Doblando las esquinas de Abidjan, esquivando basura no recogida, mirando edificios que un día lucieron nuevos y ahora se encorvan ganados por la humedad y el decaimiento, voy recordando un poema del escritor polaco Adam Zagajewski. Se titula, La ciudad donde me gustaría vivir,

 

 

LA CIUDAD DONDE ME GUSTARÍA VIVIR

 

                        Es una ciudad silenciosa al atardecer, cuando

                        las pálidas estrellas despiertan de su desmayo,

                        y ruidosa al mediodía con las voces

                        de filósofos orgullosos y mercaderes

                        que traen terciopelo de oriente.

                        Arden en ella los fuegos de las conversaciones,

                        pero no las piras.

                        Las iglesias antiguas, piedras enmohecidas

                        de una vieja oración, son su lastre

                        y su cohete espacial.

                        Es una ciudad justa,

                        donde no se castiga a los extranjeros,

                        una ciudad de memoria rápida

                        y de lento olvido,

                        tolera a los poetas, a los profetas les perdona

                        su escaso sentido del humor.

Qué hacer:
a. Vuelve a escribir el texto sobre Abidjan entre "de filósofos orgullosos" y "no las piras.", ambos incluidos, sustituyendo "mercaderes" por "comerciantes".
b. Completa la parte siguiente del texto sobre Abidjan, empezando justo después de su última línea.

Entradas listadas:
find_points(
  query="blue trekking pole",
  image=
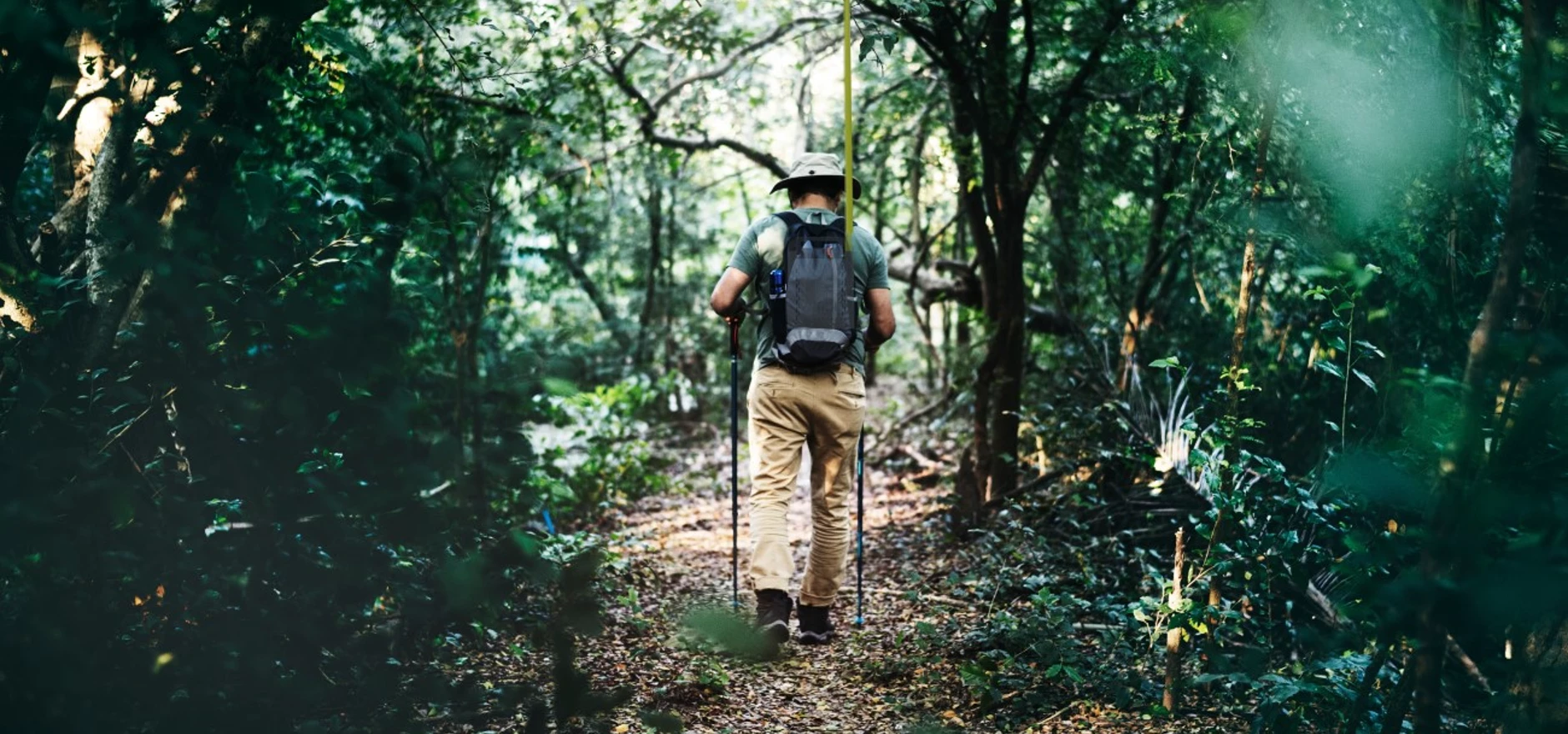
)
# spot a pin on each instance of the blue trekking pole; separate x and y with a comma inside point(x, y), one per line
point(734, 465)
point(860, 534)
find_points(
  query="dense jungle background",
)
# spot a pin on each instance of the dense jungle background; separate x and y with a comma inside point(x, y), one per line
point(356, 370)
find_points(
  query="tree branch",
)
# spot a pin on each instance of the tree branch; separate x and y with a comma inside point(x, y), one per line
point(1067, 99)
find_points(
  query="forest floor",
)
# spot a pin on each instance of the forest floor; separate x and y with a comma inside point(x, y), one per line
point(673, 557)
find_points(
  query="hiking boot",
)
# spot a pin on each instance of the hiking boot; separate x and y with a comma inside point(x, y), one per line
point(773, 607)
point(816, 625)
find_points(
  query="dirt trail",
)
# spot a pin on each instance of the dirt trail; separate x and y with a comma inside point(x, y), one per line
point(883, 678)
point(682, 550)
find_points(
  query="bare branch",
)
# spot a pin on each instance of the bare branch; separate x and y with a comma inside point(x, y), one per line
point(734, 58)
point(1068, 98)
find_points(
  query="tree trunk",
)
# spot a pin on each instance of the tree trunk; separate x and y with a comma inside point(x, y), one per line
point(1463, 459)
point(1158, 249)
point(656, 240)
point(1244, 300)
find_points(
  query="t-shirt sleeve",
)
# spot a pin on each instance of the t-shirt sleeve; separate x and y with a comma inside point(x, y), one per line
point(877, 274)
point(746, 259)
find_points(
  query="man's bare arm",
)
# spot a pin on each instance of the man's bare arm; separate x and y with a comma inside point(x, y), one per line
point(878, 301)
point(726, 292)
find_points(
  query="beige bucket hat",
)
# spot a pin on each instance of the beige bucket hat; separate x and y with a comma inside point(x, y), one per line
point(816, 167)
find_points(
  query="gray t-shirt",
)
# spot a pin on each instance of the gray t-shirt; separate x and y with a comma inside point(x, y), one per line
point(761, 249)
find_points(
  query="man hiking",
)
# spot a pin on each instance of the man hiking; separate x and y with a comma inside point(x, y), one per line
point(808, 381)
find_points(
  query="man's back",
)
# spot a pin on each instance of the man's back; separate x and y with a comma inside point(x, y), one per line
point(761, 249)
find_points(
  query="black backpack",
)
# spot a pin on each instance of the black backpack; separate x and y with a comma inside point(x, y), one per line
point(811, 299)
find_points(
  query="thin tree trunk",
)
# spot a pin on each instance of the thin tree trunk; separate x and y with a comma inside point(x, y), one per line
point(1154, 253)
point(1244, 300)
point(656, 239)
point(1244, 308)
point(1364, 687)
point(1399, 701)
point(1173, 634)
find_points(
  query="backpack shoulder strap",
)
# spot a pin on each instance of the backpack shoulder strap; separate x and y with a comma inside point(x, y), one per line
point(791, 219)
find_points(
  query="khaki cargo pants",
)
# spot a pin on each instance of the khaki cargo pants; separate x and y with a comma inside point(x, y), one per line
point(822, 413)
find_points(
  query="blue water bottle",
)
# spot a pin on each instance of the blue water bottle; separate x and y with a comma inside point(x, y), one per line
point(776, 300)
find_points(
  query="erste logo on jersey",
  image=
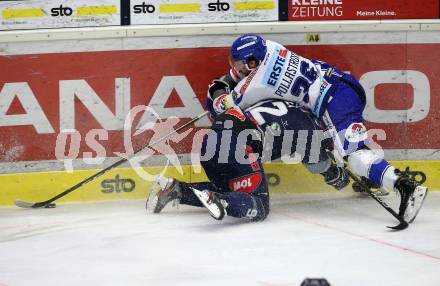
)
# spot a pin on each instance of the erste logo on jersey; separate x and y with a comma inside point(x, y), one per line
point(277, 63)
point(356, 132)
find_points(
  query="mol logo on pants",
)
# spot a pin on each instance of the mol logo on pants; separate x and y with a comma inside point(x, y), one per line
point(245, 184)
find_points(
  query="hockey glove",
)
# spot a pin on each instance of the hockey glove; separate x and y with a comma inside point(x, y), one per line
point(217, 91)
point(337, 177)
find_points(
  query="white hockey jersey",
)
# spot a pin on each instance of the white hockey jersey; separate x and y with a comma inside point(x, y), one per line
point(282, 75)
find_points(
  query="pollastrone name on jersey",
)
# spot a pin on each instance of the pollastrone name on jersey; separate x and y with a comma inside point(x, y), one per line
point(289, 75)
point(277, 68)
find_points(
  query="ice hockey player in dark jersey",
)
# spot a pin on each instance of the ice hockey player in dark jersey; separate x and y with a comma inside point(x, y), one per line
point(237, 184)
point(264, 69)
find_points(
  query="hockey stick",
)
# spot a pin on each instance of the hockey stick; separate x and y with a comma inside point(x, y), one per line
point(49, 204)
point(402, 223)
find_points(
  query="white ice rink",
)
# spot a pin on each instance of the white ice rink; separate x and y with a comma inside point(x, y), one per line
point(338, 236)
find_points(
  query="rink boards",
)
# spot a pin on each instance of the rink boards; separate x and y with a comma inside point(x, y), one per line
point(83, 84)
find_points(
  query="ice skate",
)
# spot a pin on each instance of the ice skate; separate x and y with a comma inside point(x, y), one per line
point(210, 200)
point(163, 191)
point(412, 195)
point(376, 189)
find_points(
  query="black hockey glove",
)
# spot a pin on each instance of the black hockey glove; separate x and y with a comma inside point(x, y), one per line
point(337, 177)
point(217, 88)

Respuestas por tarea:
a.
de filósofos orgullosos y comerciantes

                        que traen terciopelo de oriente.

                        Arden en ella los fuegos de las conversaciones,

                        pero no las piras.

b.
                        Es una ciudad construida

                        según los preludios de Chopin,

                        reducidos a la tristeza y la felicidad.

                        Pequeñas colinas la rodean

                        en un ancho anillo; allí crecen

                        fresnos de campo y el esbelto álamo,

                        juez en la nación de árboles.

                        Un río impetuoso atravesando el centro

                        de día y de noche murmura saludos

                        misteriosos de las fuentes,

                        de las montañas, del azul del cielo.

 

 

Fíjate qué maravilla: ‘Arden en ella los fuegos de las conversaciones,/ pero no las piras’. Mi propuesta es sencilla: los escolares de la Tierra deberían memorizar este poema en lugar de sus respectivos himnos nacionales.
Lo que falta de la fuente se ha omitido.